НЕОБХОДИМЫЕ ДЕЙСТВИЯ>
- 1) Продублируйте из текста о полёте дирижабля фрагмент от слов «Читаем 7 недель» до слов «сообщит час отлета.» включительно.
- 2) По чьему предложению Нобиле ещё раньше собирался взять рассказчика с собой в полёт к Земле Ленина, судя по тексту о полёте дирижабля?
- 3) Пожалуйста, продолжите текст о полёте дирижабля, начиная сразу после его последнего предложения.

Читаем 7 недель в полярных льдах полностью

«Мы полетим только к полюсу и обратно и через два дня вновь будем здесь, если мы вообще вернемся», — сказал Нобиле, которого я встретил одного в его каюте. «Приготовьтесь к путешествию».

Я поблагодарил его за любезное приглашение и заявил, что я буду готов, как только он мне сообщит час отлета.

Я удалился, чтобы продолжать прерванные работы. Надо сказать, я вовсе не был убежден в том, что мое участие в полете состоится. Я знал, что Нобиле, по предложению Мальмгрена, еще раньше собирался взять меня с собой при полете к Земле Ленина, с целью произвести научные измерения в области атмосферного электричества при помощи моих аппаратов, которые были установлены на дирижабле.

Этот факт был единственной причиной моего участия в полете: самое лучшее, когда каждый работает со своими собственными аппаратами, так как он лучше всякого другого наблюдателя должен знать их недостатки и преимущества. Уже на первом совещании о полярных полетах — в этих совещаниях участвовали и капитаны Мариано и Цаппи — Мальмгрен высказался за то, чтобы я участвовал во всех исследовательских полетах в полярной области, чтобы согласовать результаты их с моими научными измерениями, сделанными во время полета из Милана на Шпицберген.

БЛОК ДАННЫХ>
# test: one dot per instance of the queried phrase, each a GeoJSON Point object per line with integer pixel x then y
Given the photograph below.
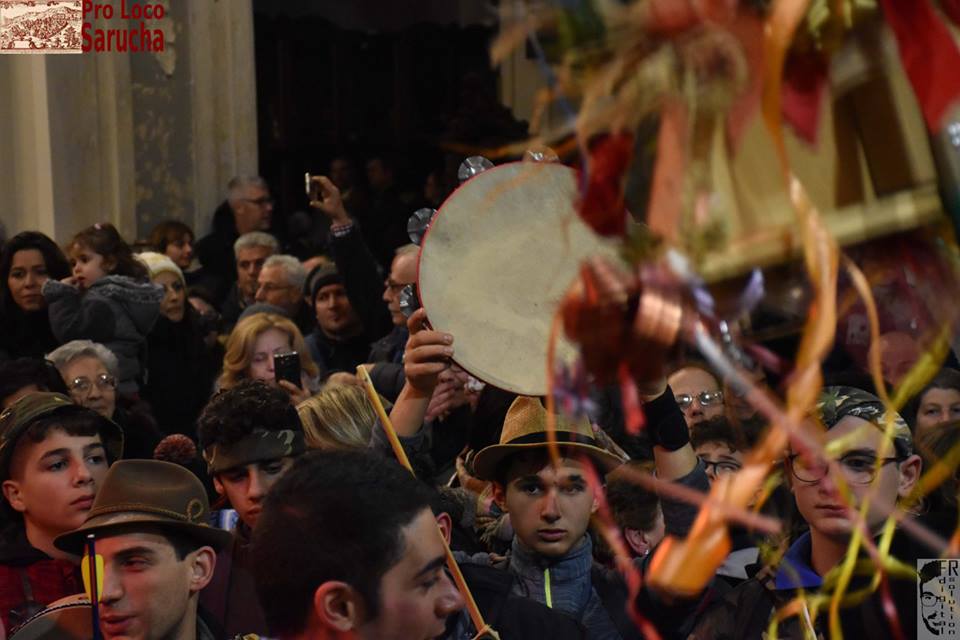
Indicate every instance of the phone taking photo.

ПИСЬМЕННЫЕ ОТВЕТЫ>
- 1)
Читаем 7 недель в полярных льдах полностью

«Мы полетим только к полюсу и обратно и через два дня вновь будем здесь, если мы вообще вернемся», — сказал Нобиле, которого я встретил одного в его каюте. «Приготовьтесь к путешествию».

Я поблагодарил его за любезное приглашение и заявил, что я буду готов, как только он мне сообщит час отлета.

- 2) По предложению Мальмгрена.

- 3)
Как я уже отметил, Нобиле был весьма расположен к моим работам и высказывался за мое участие, даже если бы пришлось сократить численность команды. Но оказалось, что это не так просто. При первом полете, который, впрочем, был неудачным, так как дирижабль вследствие неблагоприятной погоды вынужден был возвратиться с мыса Северного, мое участие не состоялось в пользу третьего офицера, обер-лейтенанта Вильери. При втором полете, который был предпринят по направлению к Земле Ленина{2}, вместо меня был взят на борт корреспондент итальянской газеты «Корьере делла Сера» — Томазелли. В обоих случаях Нобиле в последний момент решил взять с собой вместо меня упомянутых лиц (по собственной ли воле или вследствие вмешательства названных или других членов экспедиции, — я не знаю и не хочу обсуждать). Во время обоих полетов мой итальянский товарищ Понтремоли, профессор Миланского университета, был вынужден производить уже не только свои собственные магнитные измерения, но и измерения с моими аппаратами, в области атмосферного электричества.

При этом ему помогал Мальмгрен, но так как он сам в качестве метеоролога экспедиции был слишком занят, то профессор Понтремоли во время полета к Земле Ленина был действительно перегружен работой. Тем не менее, — особенно принимая во внимание то обстоятельство, что он работал с моими аппаратами впервые, надо сказать, что он провел наблюдения образцово. Результаты он мне передал для разработки сейчас же после полета, благодаря чему они не подверглись уничтожению, как прочие результаты работ моего товарища, которого я не хочу назвать несчастным, так как я все еще верю, что он и остальные члены группы Алессандри вернутся к нам, и так как я не хочу помириться с мыслью, что мы уже никогда не встретимся для совместного опубликования результатов полярной экспедиции, для которой он с самого начала работал с таким увлечением и такой любовью.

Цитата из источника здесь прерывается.